→ What the exercise asks
Render every line of the data below as a JSON list of strings, one string per line, omitting blank lines.

Collected data entries

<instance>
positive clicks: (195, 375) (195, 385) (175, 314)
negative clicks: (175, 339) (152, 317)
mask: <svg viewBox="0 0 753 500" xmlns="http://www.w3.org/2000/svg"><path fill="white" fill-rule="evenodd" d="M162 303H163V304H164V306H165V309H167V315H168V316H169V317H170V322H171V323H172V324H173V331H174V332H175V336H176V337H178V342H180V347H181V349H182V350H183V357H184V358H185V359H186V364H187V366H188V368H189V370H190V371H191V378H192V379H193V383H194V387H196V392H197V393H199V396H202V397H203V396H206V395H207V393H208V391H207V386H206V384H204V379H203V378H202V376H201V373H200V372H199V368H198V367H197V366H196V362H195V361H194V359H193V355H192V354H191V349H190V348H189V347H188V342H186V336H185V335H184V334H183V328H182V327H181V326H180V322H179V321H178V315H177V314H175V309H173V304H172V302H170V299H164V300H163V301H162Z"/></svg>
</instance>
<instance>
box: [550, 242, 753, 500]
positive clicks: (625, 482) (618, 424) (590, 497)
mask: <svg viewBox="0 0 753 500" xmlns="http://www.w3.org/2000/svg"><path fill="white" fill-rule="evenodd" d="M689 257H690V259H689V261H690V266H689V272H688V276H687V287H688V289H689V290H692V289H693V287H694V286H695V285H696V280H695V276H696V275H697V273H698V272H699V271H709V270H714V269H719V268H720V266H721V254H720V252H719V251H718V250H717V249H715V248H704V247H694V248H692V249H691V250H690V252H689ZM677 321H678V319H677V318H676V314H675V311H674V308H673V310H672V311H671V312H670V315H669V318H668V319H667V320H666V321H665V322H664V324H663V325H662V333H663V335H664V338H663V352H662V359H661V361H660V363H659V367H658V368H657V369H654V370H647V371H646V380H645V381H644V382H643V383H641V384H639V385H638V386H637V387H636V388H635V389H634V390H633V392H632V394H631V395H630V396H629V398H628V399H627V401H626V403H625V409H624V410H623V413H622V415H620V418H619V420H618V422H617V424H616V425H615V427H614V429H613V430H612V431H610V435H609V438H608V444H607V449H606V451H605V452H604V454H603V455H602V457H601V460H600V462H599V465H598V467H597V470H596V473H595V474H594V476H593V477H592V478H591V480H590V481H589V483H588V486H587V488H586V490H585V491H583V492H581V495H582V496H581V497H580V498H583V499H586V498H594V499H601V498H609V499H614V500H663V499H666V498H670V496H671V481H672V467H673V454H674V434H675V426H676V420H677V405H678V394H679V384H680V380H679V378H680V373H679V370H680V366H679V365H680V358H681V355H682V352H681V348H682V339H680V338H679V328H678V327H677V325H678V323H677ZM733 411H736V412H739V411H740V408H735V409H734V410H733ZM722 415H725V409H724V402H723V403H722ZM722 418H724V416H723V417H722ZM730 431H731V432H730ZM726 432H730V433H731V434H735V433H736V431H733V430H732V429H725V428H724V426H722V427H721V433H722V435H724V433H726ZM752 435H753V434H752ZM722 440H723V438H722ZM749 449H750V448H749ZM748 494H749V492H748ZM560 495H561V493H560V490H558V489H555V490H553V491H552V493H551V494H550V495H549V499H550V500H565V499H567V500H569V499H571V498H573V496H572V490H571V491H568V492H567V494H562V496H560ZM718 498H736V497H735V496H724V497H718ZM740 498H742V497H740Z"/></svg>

→ Response area
[
  "<instance>",
  "positive clicks: (195, 375) (195, 385) (175, 314)",
  "negative clicks: (175, 339) (152, 317)",
  "mask: <svg viewBox=\"0 0 753 500\" xmlns=\"http://www.w3.org/2000/svg\"><path fill=\"white\" fill-rule=\"evenodd\" d=\"M162 303H163V304H164V306H165V309H167V315H168V316H169V317H170V322H171V323H172V324H173V331H174V332H175V336H176V337H178V342H180V347H181V349H182V350H183V357H184V358H185V359H186V364H187V366H188V368H189V370H190V371H191V378H192V379H193V383H194V387H196V392H197V393H199V396H202V397H203V396H206V395H207V393H208V391H207V386H206V384H204V379H203V378H202V376H201V373H200V372H199V368H198V367H197V366H196V362H195V361H194V359H193V355H192V354H191V349H190V348H189V347H188V342H186V336H185V335H184V334H183V328H182V327H181V326H180V322H179V321H178V315H177V314H175V309H173V304H172V302H170V299H164V300H163V301H162Z\"/></svg>",
  "</instance>",
  "<instance>",
  "box: [550, 242, 753, 500]",
  "positive clicks: (625, 482) (618, 424) (590, 497)",
  "mask: <svg viewBox=\"0 0 753 500\" xmlns=\"http://www.w3.org/2000/svg\"><path fill=\"white\" fill-rule=\"evenodd\" d=\"M689 257H690V259H689V261H690V266H689V272H688V276H687V287H688V289H689V290H692V289H693V287H694V286H695V285H696V280H695V276H696V275H697V273H698V272H699V271H709V270H714V269H719V268H720V266H721V254H720V252H719V251H718V250H717V249H715V248H704V247H694V248H692V249H691V250H690V252H689ZM677 321H678V319H677V318H676V314H675V311H674V308H673V310H672V311H671V312H670V315H669V318H668V319H667V320H666V321H665V322H664V324H663V325H662V333H663V335H664V338H663V352H662V359H661V361H660V363H659V367H658V368H657V369H654V370H647V371H646V380H645V381H644V382H643V383H641V384H639V385H638V386H637V387H636V388H635V389H634V390H633V392H632V394H631V395H630V396H629V398H628V399H627V401H626V403H625V409H624V410H623V413H622V415H620V418H619V420H618V422H617V424H616V425H615V427H614V429H613V430H612V431H610V435H609V438H608V444H607V449H606V451H605V452H604V454H603V455H602V457H601V460H600V462H599V465H598V467H597V470H596V473H595V474H594V476H593V477H592V478H591V480H590V481H589V483H588V486H587V488H586V490H585V491H583V492H581V495H582V496H581V497H580V498H583V499H586V498H594V499H601V498H609V499H614V500H663V499H666V498H670V496H671V481H672V467H673V454H674V434H675V426H676V420H677V405H678V394H679V384H680V380H679V378H680V373H679V370H680V366H679V365H680V358H681V355H682V352H681V348H682V339H680V338H679V328H678V327H677V325H678V323H677ZM733 411H736V412H739V411H740V408H735V409H734V410H733ZM722 415H725V409H724V402H723V403H722ZM722 418H724V416H723V417H722ZM730 431H731V432H730ZM726 432H730V433H731V434H735V433H736V431H733V430H732V429H725V428H724V426H722V427H721V433H722V435H724V433H726ZM752 435H753V434H752ZM722 440H723V438H722ZM749 449H750V448H749ZM748 494H749V492H748ZM560 495H561V493H560V490H558V489H555V490H553V491H552V493H551V494H550V495H549V499H550V500H565V499H567V500H569V499H571V498H573V496H572V490H571V491H568V492H567V494H562V496H560ZM718 498H736V497H735V496H724V497H718ZM740 498H742V497H740Z\"/></svg>"
]